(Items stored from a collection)
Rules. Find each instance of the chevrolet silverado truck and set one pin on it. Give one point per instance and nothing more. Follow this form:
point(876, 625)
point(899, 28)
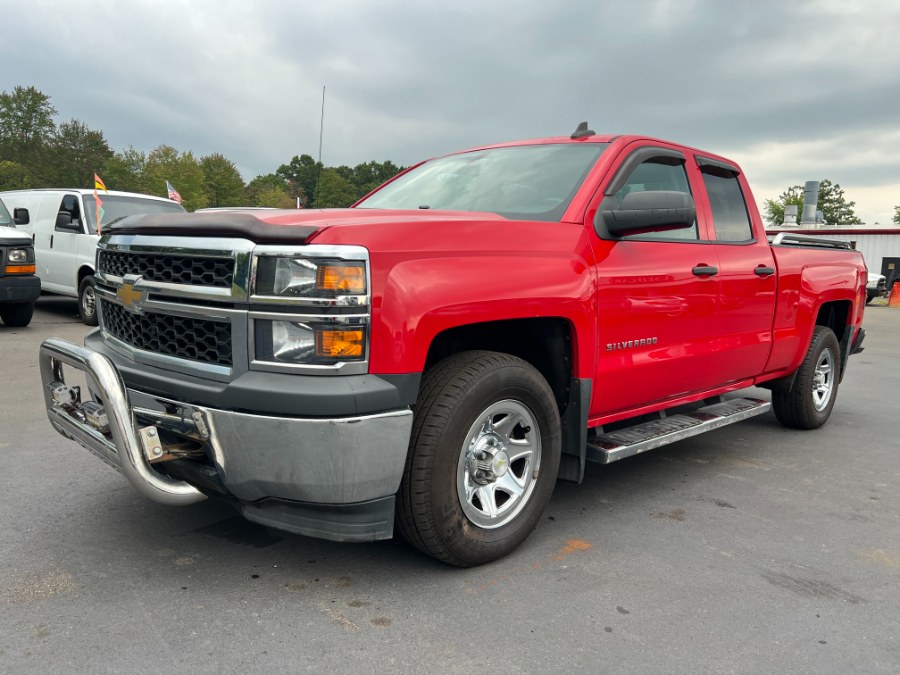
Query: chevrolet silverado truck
point(437, 356)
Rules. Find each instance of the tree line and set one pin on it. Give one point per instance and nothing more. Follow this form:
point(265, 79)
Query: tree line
point(36, 151)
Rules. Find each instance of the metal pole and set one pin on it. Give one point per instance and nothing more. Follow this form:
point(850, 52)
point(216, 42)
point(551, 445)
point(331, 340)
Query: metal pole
point(321, 125)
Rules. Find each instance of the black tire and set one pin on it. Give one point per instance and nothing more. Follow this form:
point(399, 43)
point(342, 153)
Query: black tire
point(808, 403)
point(17, 315)
point(455, 447)
point(87, 301)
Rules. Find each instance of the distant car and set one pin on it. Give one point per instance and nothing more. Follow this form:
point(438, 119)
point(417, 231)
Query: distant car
point(876, 288)
point(62, 224)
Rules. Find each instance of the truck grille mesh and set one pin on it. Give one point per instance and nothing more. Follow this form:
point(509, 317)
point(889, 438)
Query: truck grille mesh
point(200, 340)
point(174, 269)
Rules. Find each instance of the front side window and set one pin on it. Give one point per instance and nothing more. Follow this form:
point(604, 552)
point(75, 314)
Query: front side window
point(69, 206)
point(115, 207)
point(657, 174)
point(730, 217)
point(5, 218)
point(525, 182)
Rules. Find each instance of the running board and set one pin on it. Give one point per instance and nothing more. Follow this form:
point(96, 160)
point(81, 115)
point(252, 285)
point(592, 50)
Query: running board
point(623, 443)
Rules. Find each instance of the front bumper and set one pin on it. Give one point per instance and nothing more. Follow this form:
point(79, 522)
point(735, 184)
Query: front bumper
point(316, 470)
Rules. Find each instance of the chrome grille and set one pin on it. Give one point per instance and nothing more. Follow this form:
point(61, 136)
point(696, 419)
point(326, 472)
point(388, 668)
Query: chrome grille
point(167, 268)
point(202, 340)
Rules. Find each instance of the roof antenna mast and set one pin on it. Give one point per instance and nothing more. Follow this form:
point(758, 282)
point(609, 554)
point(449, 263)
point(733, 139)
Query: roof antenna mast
point(581, 131)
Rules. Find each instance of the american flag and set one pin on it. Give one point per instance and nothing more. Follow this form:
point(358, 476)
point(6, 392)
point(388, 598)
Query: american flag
point(173, 193)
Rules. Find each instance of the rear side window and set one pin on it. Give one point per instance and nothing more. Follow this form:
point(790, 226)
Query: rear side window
point(730, 217)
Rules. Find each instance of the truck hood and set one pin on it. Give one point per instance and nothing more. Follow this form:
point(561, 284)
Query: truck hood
point(289, 226)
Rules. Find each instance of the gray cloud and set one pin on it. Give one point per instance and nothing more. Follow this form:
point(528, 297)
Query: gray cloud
point(408, 80)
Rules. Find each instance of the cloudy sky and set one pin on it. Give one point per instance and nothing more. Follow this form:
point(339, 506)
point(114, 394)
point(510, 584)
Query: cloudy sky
point(793, 91)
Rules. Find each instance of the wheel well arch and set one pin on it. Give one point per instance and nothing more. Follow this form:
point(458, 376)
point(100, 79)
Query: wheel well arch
point(835, 315)
point(544, 342)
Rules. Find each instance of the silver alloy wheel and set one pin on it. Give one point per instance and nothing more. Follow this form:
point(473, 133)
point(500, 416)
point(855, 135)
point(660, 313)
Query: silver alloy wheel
point(89, 301)
point(499, 464)
point(823, 380)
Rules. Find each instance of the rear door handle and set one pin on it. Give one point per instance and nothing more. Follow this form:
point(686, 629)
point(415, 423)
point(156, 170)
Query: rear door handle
point(705, 270)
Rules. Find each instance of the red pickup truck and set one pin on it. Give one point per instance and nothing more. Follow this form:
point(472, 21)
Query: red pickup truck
point(440, 354)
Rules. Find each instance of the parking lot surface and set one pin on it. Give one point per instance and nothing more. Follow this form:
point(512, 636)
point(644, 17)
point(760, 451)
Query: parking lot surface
point(750, 549)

Problem to work on
Reproduce all of the records above word for word, leaving the pictures out.

Solved problem
Rules. Find each instance of the chevrolet silverado truck and set one pin on it. Give one point per instance and nothing more. Follow this form:
point(876, 625)
point(899, 28)
Query: chevrolet silverado truck
point(437, 356)
Rules. Find each instance of the tree line and set one pin on it. Give one point per instance and nothing more. Follow this form:
point(265, 79)
Query: tree line
point(36, 151)
Rules. Find each instance of the metal pole and set one pin on it. Give one point per instance and nothing more. Follow this form:
point(850, 52)
point(216, 42)
point(551, 445)
point(331, 340)
Query: metal pole
point(321, 125)
Rules. Find each instance of the black tire and set one pin on it. Give one point per instance and nothing more. Follow this form:
point(399, 43)
point(342, 153)
Query: black tire
point(808, 403)
point(17, 315)
point(455, 447)
point(87, 301)
Rules. Find each instance of the distant car and set one pin on it. Give one point per instance and nothing more. Follow this form:
point(438, 119)
point(417, 231)
Query: distant car
point(876, 288)
point(62, 224)
Rules. Find each instance of the truck grille mesh and set one pin on it. Give one point per instance and nothing more. Follow this form:
point(509, 317)
point(889, 438)
Query: truck grille mesh
point(200, 340)
point(174, 269)
Rules. Find each instance of the front side window and set one pin on it. Give one point per instance and nothing more. Follow this form:
point(604, 552)
point(75, 314)
Query: front side window
point(69, 206)
point(115, 207)
point(657, 174)
point(730, 217)
point(5, 218)
point(525, 182)
Rules. Find each instance of the running board and set one pin on it. Give one point per instance and nothing more. Follow this form:
point(96, 160)
point(81, 115)
point(252, 285)
point(592, 50)
Query: running board
point(623, 443)
Rules. Find each instance of the front bumper and set one pin on it. Give one point per instance and nothing more. Follow this form:
point(79, 522)
point(735, 184)
Query: front bumper
point(316, 470)
Rules. Find each instance of the chrome grille and set one pin on it. Give one point per instance and nothing more. Follow this form:
point(61, 136)
point(696, 419)
point(326, 472)
point(388, 668)
Query: chrome grille
point(167, 268)
point(202, 340)
Rules. Find each instance of the roof antenna mast and set one pin on it. Give one point per instance and nothing more. Follow this form:
point(758, 282)
point(609, 554)
point(449, 263)
point(733, 139)
Query: roof antenna mast
point(581, 131)
Rules. Find each instance of the american flag and set one pin on it. Give one point per instance and nothing more. Follow this form:
point(358, 476)
point(6, 392)
point(388, 598)
Query: american flag
point(173, 193)
Rules. Find each instance of the rear side window and set one pin on it. Give one point per instance and nothing more. Follow this form:
point(790, 226)
Query: rear side window
point(730, 217)
Rules. Find each instance of the truck hood and set one pin on it. Give one point per instance and nothing more. Follow this form:
point(561, 284)
Query: truck hood
point(289, 226)
Rules. Find each instance of the gray cloud and set one pin on it. Give one point per instance and nothing more. Follow this form:
point(528, 297)
Query: gray cloud
point(408, 80)
Rules. Find each instance of the cloudy sky and set one pin on it. Give one point per instance and nothing more. Follow this form:
point(339, 506)
point(114, 394)
point(510, 584)
Query: cloudy sky
point(793, 91)
Rules. Find each instance of the wheel well arch and set one pin on it. Give one point per instance and nothing more. Follow this form:
point(458, 376)
point(100, 79)
Query: wheel well arch
point(835, 315)
point(544, 342)
Rules. Find each instance of the silver alloy wheel and set one pin on it. Give one point per instance and nothing more. Follow this form:
point(473, 133)
point(500, 416)
point(855, 135)
point(660, 313)
Query: silver alloy wheel
point(89, 301)
point(499, 464)
point(823, 380)
Rules. Find each instance of the rear door handle and set one pin on it. Give one point per instance and nothing more. Follow this form:
point(686, 629)
point(415, 423)
point(156, 170)
Query: rear door handle
point(705, 270)
Rules. Find each instance of the red pickup truck and set one pin on it. Give one point per instance and nothing more. Follow this form:
point(472, 21)
Query: red pickup truck
point(440, 354)
Rules. Find each instance of the parking lot surface and set one pin on it. Give one point per instance and nothing more. Follow this form:
point(512, 636)
point(644, 17)
point(760, 451)
Query: parking lot surface
point(750, 549)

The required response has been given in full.